## [Goal of the exercise]
Pick out every line in the items below that contains the string "sign" and copy each of those lines.

Excerpts from a detection dataset
+++++

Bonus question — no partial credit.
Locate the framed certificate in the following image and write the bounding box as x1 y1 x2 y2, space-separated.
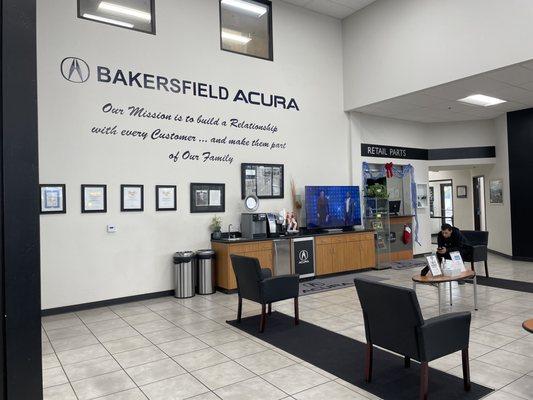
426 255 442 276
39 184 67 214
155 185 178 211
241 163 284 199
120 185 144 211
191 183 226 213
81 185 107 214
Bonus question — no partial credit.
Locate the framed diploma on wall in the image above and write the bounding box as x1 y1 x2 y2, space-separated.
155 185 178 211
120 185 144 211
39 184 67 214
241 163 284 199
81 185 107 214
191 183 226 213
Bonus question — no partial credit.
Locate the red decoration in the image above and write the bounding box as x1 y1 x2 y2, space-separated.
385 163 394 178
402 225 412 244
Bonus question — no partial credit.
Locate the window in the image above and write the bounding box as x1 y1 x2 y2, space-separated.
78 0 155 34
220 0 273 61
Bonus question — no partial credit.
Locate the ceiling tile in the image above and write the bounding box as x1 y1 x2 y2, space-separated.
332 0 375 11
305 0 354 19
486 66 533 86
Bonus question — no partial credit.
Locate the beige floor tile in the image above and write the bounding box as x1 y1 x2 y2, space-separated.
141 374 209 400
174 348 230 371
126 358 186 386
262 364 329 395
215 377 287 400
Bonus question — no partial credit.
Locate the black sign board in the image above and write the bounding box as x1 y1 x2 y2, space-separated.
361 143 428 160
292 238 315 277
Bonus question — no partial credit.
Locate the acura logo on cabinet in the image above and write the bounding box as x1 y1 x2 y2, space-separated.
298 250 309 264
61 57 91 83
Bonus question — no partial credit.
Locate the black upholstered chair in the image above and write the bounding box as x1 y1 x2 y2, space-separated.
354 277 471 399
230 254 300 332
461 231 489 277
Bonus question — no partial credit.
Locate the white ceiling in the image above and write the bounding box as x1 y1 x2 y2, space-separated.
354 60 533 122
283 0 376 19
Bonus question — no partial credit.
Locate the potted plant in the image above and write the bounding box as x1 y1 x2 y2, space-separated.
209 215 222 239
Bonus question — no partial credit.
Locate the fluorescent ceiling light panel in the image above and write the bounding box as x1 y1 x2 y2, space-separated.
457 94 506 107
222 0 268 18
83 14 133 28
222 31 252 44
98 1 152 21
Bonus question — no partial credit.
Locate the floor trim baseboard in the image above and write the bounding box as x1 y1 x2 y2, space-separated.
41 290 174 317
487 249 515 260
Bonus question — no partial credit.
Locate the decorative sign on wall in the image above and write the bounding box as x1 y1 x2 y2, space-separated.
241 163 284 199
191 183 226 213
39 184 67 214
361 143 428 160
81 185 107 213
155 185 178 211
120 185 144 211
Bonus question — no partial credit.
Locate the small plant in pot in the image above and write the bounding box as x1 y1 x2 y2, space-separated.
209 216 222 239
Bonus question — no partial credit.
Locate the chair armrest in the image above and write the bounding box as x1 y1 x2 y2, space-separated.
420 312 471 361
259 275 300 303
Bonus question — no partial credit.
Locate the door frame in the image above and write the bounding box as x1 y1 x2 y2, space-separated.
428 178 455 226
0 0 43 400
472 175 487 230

+++++

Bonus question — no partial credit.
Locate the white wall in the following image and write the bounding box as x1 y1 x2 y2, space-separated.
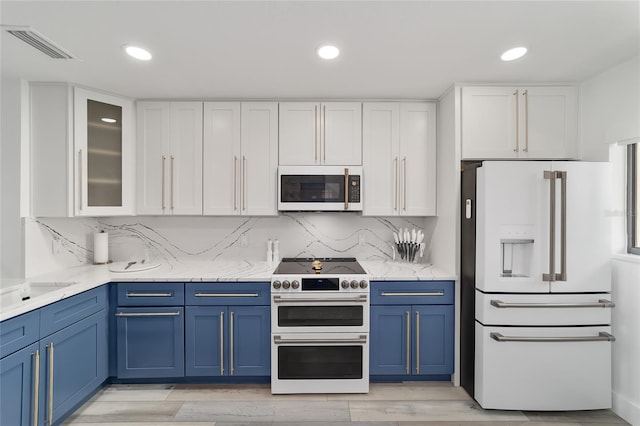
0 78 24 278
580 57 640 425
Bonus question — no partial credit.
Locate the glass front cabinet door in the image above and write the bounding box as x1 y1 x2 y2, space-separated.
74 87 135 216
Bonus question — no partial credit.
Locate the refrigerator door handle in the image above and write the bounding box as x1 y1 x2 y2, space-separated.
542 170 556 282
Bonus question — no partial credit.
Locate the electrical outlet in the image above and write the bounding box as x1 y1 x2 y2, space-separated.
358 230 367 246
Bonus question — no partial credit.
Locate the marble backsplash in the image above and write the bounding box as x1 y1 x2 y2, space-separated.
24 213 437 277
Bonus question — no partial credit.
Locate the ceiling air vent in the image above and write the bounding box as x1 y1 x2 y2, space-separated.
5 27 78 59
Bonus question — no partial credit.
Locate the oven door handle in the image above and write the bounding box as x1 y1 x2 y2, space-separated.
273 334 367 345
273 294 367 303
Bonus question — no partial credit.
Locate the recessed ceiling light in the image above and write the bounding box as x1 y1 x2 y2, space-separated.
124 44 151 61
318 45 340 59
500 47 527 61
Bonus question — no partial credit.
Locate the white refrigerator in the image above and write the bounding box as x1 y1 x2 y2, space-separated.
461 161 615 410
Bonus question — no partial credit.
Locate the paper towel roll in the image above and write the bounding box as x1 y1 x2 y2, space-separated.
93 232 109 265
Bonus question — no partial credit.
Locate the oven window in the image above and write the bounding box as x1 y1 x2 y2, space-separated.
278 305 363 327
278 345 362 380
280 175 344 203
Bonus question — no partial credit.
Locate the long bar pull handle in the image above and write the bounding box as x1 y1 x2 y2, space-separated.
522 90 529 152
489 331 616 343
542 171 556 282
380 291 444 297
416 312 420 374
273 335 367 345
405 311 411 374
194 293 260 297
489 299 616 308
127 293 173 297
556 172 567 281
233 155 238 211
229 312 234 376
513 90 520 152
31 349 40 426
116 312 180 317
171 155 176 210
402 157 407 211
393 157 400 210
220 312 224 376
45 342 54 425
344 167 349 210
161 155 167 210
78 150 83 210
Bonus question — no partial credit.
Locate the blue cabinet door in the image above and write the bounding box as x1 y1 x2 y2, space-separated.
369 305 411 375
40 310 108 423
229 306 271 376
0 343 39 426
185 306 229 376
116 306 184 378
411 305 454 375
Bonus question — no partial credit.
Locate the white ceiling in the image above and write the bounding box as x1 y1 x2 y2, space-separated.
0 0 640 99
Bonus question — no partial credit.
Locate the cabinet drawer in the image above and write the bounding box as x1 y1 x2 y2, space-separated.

+++++

## [Response]
Locate the black sign board in the image above and write the bounding box as x1 y1 x2 y2, space-separated.
Locate the decorative sign on wall in the image above and write the bounding box as x1 y1 x2 y2, space-separated.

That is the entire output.